What the task asks = A faithful transcription of all lines below is the expected answer.

Entries shown =

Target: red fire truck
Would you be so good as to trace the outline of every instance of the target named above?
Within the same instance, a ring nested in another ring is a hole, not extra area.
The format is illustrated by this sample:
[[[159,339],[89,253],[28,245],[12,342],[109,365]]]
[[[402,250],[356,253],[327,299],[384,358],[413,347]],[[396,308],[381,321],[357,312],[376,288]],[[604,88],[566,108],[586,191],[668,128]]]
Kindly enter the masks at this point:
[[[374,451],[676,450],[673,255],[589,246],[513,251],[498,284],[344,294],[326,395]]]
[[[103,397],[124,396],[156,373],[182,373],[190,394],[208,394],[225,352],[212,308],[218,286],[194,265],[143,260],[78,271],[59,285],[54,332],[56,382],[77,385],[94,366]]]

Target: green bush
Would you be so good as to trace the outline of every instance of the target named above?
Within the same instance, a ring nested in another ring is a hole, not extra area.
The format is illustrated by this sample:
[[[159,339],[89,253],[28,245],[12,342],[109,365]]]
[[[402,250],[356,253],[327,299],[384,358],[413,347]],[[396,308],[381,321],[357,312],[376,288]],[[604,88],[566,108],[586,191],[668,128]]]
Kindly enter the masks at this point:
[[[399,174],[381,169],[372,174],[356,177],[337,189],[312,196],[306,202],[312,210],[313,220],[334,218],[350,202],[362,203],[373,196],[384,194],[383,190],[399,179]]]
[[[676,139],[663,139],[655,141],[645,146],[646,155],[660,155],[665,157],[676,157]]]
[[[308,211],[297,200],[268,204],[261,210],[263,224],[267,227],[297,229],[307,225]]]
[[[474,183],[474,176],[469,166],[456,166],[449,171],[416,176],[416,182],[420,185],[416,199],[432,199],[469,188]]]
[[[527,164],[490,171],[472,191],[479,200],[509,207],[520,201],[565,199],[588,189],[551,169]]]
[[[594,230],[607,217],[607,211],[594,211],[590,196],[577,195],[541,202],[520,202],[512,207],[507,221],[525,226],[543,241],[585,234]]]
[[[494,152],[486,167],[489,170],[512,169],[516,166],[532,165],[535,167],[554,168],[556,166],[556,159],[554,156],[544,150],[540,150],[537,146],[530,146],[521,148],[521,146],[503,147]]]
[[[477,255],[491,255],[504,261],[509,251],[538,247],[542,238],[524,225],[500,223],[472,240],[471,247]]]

Written answer =
Target: red fire truck
Would you be so good as to trace the outline of every instance of the target named above?
Within the same instance, a ring nested in another ring is a hole, not extra area.
The format is illustrated by this sample:
[[[159,339],[89,253],[28,245],[12,342],[109,365]]]
[[[402,250],[356,253],[327,299],[384,358],[413,347]],[[396,308],[381,321],[357,312],[376,288]],[[604,88],[566,108],[586,191],[668,128]]]
Kindly enter the masks at this point:
[[[374,451],[676,450],[673,255],[589,246],[513,251],[498,284],[344,294],[326,395]]]
[[[103,397],[124,396],[156,373],[182,373],[190,394],[208,394],[225,352],[212,308],[218,286],[194,265],[143,260],[78,271],[59,285],[54,332],[56,382],[77,385],[94,366]]]

Target: green bush
Would you be so good as to trace the outline of every instance of the target named above?
Within the same instance, a ring nested in another ring is a hole, not extra area.
The format is illustrated by this sample:
[[[159,339],[89,253],[28,245],[12,342],[109,365]]]
[[[402,250],[356,253],[327,299],[384,358],[413,347]],[[396,308],[381,321],[357,312],[376,288]],[[604,88],[566,108],[586,191],[668,128]]]
Kindly enter the masks at this point:
[[[399,174],[381,169],[372,174],[356,177],[337,189],[312,196],[306,202],[312,210],[313,220],[334,218],[350,202],[362,203],[373,196],[384,194],[383,190],[399,179]]]
[[[676,139],[663,139],[655,141],[645,146],[646,155],[660,155],[665,157],[676,157]]]
[[[308,211],[297,200],[268,204],[261,210],[263,224],[267,227],[297,229],[307,225]]]
[[[474,183],[474,176],[469,166],[456,166],[449,171],[416,176],[416,182],[420,185],[416,199],[432,199],[469,188]]]
[[[527,164],[490,171],[472,191],[479,200],[509,207],[520,201],[565,199],[588,189],[551,169]]]
[[[594,230],[607,217],[607,211],[594,211],[590,196],[577,195],[541,202],[520,202],[512,207],[507,221],[525,226],[543,241],[585,234]]]
[[[494,152],[486,167],[489,170],[512,169],[516,166],[532,165],[535,167],[554,168],[556,166],[556,159],[554,156],[544,150],[540,150],[537,146],[530,146],[521,148],[521,146],[503,147]]]
[[[477,255],[491,255],[504,261],[509,251],[538,247],[542,238],[524,225],[500,223],[472,240],[471,247]]]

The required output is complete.